Essa emerge da una critica dei principali assunti del realismo:
1. Lo stato non è visto come l’unico attore rilevante sulla scena internazionale. Esistono
pertanto altri soggetti di cui tenere conto quando si analizzano le relazioni internazionali.
Alcuni di questi si trovano ad un livello più alto dello stato, come le organizzazioni
internazionali. Alcuni sono di livello transnazionale, come ad esempio le compagnie
multinazionali o grandi chiese religiose. Altri infine si trovano a un livello subnazionale, e
rendono necessario prendere in considerazione anche le variabili di politica interna per
spiegare la politica estera.
Vari tipi di configurazione dei RAPPORTI TRA SOCIETA’ E STATO.
-Realisti: gli stati interagiscono come palle di biliardo, ognuna si muove in base alle azioni e
reazioni delle altre.
- Liberale: ogni unità-stato è un insieme di unità subnazionali, che possono generare una
spinta autonoma a legarsi a ragnatela con altre unità subnazionali.
- Marxista: le unità politiche sono sovrastrutture che rispondono ai rapporti di forza della
struttura economica (K capitalisti dominano i proletari L). Le unità sono disposte in modo
gerarchico e piramidale.
2. In secondo luogo, l’ambiente in cui operano questi diversificati tipi di attori non è sempre lo
stesso tipo di anarchia.
3. In terzo luogo, almeno nei casi in cui l’anarchia sia meno severa e i rapporti meno
conflittuali, le relazioni tra stati non sono necessariamente dominate solo da considerazioni
che riguardano la sicurezza.
Le prime versioni del liberismo internazionalista contemporaneo emersero dopo le devastazioni
della Prima Guerra Mondiale. Esse adottavano una visione idealista e utopica, che immaginava
possibile basare l’intero sistema internazionale su un’armonia degli interessi e una pacifica
interdipendenza tra stati. Le delusioni culminate nello scoppio della Seconda guerra mondiale,
hanno portato alla nascita di una nuova scuola, quella neoliberale. Questa adottava una visione
più articolata di interdipendenza complessa, secondo la quale nello stesso sistema internazionale
potevano convivere sia relazioni conflittuali tra avversari che relazioni più cooperative tra stati che
non percepivano un conflitto così imminente, e sarebbe quindi possibile concentrarsi sui rapporti
di tipo economico. 18
I liberali credono in una direzione progressiva nell’evoluzione storica da una condizione passata di
instabilità a una futura pace, non più intesa semplicemente come tregua tra un conflitto e l’altro,
ma come una condizione di autentica stabilità e fiducia che renda obsoleto l’uso della violenza.
Secondo il liberismo sono 3 i principali possibili percorsi verso la riduzione della guerra come
fenomeno della politica internazionale: le istituzioni internazionali, il commercio internazionale e la
democratizzazione.

◆ Compiti richiesti ◆
a - Secondo il brano sulle teorie delle relazioni internazionali, quali sono i tre principali percorsi verso la riduzione della guerra indicati dal liberismo?
b - Scrivi il seguito del brano sulle teorie delle relazioni internazionali.

◆ Dati forniti ◆
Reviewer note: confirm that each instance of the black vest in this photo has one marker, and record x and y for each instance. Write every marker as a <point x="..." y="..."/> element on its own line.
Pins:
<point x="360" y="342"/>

◆ Risposte ai compiti ◆
a - Le istituzioni internazionali, il commercio internazionale e la democratizzazione.

b -
1.2. Il liberalismo commerciale
Il liberismo commerciale identifica il progresso nelle relazioni internazionali con la diffusione delle
moderne economie industriali di mercato. L’incremento della produzione economica mondiale ha
comportato un aumento costante della ricchezza. Questo ha spinto molti paesi a concentrarsi sul
benessere economico piuttosto che sul proprio successo militare.
L’ottimismo del liberalismo commerciale è basato sulla visione di Smith e di Ricardo sui benefici
del libero commercio che, senza interferenze statali, porta ad un aumento del benessere per tutti.
Secondo la teoria del vantaggio comparato (mano invisibile), se ciascuno stato si specializza
nell’attività che gli è più congeniale, questo porta sia alla massimizzazione delle potenzialità di
ciascuno, sia ad una maggiore efficienza complessiva. La ricchezza dei vicini favoriva infatti il
proprio sviluppo economico in quanto facilitava l’accesso a tecnologie più avanzate e mercati più
facoltosi, in grado di assorbire maggiormente le proprie esportazioni.
Gli aspetti diplomatici e militari dipendono dal controllo del governo, i processi economici
dipendono in larga misura da attori privati e sociali che possono essere influenzati dallo stato solo
in maniera indiretta. Questo gruppo di attori è chiamato gruppo di interesse.
Come ha dimostrato Olson nella sua teoria dell’azione collettiva, questi gruppi hanno sia
l’incentivo che l’opportunità di distorcere la politica commerciale.
Un’ulteriore distorsione può emergere dal fatto che i vari gruppi d’interesse possono allearsi, al
fine di controllare meglio le decisioni pubbliche. Secondo la logica del log rolling , ciascun gruppo
imporrà le proprie preferenze alla coalizione, che potrebbe così avere una maggiore probabilità di
successo, al prezzo di una minore coerenza negli obiettivi comuni.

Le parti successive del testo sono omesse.